▸ Consegna: Per favore, estrai dai record che seguono tutto ciò che va dalla riga contenente "If you could tag each instance of the tree" giù fino alla fine dei record, estremi inclusi, e ricopialo senza alcuna modifica.

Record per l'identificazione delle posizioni
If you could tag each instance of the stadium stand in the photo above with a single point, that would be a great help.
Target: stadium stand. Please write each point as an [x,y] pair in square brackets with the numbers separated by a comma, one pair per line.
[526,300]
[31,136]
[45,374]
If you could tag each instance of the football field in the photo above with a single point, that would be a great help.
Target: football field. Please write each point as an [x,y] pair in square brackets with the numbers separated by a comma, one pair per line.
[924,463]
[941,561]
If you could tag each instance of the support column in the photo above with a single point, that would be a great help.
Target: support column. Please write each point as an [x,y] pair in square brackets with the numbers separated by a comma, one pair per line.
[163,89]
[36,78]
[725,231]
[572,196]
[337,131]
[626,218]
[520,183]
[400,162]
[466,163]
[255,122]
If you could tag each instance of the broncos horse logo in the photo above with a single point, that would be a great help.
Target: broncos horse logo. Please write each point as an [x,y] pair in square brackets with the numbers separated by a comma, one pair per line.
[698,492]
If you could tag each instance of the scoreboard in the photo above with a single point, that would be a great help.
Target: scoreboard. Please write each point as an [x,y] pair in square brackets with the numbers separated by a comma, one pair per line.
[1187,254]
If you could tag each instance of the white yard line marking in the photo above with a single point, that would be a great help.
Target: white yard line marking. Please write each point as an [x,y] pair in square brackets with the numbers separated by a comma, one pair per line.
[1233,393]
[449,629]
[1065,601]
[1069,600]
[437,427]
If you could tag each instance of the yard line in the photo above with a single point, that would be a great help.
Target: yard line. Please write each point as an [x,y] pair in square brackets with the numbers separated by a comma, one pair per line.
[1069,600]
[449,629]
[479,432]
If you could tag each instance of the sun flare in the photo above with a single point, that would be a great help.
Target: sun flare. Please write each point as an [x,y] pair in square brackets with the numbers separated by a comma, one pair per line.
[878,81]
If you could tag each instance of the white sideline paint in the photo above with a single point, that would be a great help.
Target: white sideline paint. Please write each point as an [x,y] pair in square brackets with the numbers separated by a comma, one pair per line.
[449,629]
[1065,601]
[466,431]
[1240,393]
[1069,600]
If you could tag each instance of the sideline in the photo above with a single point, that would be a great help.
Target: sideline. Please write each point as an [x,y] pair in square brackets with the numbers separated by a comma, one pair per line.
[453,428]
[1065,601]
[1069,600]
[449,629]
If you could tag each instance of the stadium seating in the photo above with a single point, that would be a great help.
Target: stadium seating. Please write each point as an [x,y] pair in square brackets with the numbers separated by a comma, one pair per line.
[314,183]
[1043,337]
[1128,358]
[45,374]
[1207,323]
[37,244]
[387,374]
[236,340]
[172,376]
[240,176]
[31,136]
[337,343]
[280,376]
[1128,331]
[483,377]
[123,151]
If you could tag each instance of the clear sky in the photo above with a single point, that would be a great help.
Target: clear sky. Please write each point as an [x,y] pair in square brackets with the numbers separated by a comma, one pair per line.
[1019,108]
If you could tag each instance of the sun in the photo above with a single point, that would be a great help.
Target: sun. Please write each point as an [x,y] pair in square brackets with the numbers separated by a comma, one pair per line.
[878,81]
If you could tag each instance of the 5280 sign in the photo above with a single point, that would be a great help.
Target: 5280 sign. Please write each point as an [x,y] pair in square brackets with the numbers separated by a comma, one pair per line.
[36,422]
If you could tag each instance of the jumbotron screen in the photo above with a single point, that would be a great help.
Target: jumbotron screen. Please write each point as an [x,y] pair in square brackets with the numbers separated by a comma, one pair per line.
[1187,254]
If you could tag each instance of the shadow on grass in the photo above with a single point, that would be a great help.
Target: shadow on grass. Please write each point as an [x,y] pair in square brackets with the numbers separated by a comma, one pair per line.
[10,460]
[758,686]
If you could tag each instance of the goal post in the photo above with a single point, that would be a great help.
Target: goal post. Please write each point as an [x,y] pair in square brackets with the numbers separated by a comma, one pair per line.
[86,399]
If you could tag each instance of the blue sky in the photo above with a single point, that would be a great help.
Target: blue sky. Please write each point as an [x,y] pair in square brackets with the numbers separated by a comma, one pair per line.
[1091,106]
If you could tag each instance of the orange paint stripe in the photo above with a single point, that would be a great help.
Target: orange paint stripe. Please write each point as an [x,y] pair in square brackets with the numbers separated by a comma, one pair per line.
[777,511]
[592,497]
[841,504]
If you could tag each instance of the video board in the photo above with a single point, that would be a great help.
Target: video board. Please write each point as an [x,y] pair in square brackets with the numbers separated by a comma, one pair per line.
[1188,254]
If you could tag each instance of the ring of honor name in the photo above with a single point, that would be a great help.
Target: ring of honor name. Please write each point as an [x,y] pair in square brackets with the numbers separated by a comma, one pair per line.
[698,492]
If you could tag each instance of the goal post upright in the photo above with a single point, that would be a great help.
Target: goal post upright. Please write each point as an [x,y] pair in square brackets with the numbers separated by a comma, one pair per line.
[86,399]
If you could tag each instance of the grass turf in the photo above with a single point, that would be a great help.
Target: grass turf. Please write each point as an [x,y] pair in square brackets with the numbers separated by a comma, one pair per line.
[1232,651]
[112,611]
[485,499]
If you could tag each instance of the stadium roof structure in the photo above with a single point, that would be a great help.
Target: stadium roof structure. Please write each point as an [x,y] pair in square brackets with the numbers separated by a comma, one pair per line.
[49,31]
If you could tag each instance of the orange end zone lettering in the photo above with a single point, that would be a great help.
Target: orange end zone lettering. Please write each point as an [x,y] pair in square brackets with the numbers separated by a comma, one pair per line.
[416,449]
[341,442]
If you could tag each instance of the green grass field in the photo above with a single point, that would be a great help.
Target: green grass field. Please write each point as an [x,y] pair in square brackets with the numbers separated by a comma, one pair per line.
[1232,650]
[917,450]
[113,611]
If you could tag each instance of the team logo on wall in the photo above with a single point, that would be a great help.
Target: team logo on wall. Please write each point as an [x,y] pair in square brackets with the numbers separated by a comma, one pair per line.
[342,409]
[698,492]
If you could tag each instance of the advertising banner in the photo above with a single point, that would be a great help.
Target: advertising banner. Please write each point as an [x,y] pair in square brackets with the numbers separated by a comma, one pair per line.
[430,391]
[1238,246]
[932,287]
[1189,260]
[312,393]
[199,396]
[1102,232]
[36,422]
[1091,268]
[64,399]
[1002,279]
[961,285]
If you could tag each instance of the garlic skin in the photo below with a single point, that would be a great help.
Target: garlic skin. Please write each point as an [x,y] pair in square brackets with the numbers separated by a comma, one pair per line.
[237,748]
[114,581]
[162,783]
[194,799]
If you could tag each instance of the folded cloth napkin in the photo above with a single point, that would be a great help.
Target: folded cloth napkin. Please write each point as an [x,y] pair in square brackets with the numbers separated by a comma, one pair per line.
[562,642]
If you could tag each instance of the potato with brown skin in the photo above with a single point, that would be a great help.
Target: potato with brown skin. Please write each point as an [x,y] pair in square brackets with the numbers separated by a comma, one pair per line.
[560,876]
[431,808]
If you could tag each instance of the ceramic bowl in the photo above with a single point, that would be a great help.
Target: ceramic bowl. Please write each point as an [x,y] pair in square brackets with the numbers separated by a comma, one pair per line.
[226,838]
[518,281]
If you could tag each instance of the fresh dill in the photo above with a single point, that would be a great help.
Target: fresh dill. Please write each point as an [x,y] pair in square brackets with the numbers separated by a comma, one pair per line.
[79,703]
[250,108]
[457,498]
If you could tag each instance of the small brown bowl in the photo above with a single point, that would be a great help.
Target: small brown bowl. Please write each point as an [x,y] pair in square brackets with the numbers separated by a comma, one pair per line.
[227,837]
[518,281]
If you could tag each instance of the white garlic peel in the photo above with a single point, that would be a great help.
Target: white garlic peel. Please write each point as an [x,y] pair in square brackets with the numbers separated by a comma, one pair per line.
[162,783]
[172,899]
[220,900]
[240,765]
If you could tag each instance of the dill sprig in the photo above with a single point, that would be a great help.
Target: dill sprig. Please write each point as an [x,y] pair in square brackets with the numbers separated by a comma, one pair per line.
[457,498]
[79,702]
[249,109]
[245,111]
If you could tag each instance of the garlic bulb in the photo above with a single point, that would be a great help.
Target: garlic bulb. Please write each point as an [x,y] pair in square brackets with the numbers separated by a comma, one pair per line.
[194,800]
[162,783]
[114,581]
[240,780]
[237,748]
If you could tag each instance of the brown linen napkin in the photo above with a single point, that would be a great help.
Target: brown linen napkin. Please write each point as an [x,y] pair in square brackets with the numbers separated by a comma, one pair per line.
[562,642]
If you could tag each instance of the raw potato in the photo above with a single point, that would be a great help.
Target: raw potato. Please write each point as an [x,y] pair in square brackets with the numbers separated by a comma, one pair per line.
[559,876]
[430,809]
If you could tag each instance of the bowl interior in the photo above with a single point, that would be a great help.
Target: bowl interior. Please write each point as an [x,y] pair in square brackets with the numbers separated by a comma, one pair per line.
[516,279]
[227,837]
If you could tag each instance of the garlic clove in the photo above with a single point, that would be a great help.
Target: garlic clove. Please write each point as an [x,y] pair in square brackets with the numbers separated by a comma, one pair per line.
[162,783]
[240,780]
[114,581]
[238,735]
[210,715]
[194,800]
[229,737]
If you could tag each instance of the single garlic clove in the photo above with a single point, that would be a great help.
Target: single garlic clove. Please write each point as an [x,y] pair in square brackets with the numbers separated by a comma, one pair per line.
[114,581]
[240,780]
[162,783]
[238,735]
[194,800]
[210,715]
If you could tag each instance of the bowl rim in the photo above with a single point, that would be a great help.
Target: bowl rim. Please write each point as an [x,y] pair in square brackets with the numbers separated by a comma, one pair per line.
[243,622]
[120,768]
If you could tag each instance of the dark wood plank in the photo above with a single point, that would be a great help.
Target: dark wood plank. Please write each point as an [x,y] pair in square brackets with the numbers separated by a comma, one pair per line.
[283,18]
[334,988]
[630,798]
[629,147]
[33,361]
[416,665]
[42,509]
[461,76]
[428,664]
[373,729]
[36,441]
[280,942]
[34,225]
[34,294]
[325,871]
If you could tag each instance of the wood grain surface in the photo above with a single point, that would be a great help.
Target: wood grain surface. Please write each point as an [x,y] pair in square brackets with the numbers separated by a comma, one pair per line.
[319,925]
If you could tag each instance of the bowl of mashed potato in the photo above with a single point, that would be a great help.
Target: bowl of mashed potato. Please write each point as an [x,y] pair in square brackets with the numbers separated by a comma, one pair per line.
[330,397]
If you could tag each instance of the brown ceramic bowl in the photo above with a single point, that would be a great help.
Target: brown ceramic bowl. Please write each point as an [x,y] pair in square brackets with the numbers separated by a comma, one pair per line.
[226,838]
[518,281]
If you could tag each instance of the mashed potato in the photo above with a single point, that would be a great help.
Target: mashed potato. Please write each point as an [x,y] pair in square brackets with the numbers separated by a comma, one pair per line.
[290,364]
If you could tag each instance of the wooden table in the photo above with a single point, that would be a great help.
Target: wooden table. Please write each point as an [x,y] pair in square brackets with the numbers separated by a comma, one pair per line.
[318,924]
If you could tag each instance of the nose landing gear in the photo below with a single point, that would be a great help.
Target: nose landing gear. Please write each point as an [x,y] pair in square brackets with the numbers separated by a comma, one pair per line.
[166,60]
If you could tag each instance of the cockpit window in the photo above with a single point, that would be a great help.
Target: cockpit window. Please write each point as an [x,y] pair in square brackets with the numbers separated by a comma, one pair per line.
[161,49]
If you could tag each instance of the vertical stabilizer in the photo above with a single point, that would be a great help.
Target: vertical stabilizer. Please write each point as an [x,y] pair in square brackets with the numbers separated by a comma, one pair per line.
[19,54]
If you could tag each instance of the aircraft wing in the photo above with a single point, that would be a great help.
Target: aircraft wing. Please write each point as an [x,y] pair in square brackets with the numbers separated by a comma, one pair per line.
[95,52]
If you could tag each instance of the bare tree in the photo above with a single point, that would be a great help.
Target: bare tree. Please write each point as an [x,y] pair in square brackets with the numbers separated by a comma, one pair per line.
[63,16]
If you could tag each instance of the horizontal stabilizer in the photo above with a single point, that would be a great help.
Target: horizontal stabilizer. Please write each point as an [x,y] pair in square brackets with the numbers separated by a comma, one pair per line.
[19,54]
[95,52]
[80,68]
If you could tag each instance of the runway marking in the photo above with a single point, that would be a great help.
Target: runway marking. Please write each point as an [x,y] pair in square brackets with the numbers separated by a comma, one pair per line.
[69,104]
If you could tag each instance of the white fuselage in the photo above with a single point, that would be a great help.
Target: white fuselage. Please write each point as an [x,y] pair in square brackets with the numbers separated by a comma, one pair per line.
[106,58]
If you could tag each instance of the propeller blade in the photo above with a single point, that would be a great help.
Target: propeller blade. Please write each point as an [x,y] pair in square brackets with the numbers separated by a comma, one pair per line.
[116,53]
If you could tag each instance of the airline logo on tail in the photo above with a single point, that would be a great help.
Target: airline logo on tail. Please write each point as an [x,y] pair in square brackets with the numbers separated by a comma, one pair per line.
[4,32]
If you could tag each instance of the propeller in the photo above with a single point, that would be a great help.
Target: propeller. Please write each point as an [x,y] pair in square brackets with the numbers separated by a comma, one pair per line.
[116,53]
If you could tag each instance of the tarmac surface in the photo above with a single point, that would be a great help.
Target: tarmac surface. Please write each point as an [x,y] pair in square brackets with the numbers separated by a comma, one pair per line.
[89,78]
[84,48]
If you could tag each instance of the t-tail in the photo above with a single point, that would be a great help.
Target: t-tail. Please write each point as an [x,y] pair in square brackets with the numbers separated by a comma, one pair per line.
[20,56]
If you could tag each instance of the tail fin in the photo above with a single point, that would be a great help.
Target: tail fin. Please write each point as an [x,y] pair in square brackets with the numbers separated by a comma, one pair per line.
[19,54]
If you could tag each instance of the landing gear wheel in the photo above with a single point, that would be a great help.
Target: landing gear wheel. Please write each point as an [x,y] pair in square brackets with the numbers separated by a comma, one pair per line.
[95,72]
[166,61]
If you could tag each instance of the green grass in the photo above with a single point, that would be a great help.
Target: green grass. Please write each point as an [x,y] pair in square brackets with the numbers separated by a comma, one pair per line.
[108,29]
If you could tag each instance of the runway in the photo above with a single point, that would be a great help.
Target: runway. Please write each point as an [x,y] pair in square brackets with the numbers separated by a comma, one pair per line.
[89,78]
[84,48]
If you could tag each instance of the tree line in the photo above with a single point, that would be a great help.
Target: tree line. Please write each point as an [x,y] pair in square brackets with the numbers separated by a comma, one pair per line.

▸ Soluzione del problema:
If you could tag each instance of the tree line in the photo above with a single point, that would be a great help.
Target: tree line. Please write each point as an [x,y] pair in square brackets with the numbers separated by a comma, one pair per line.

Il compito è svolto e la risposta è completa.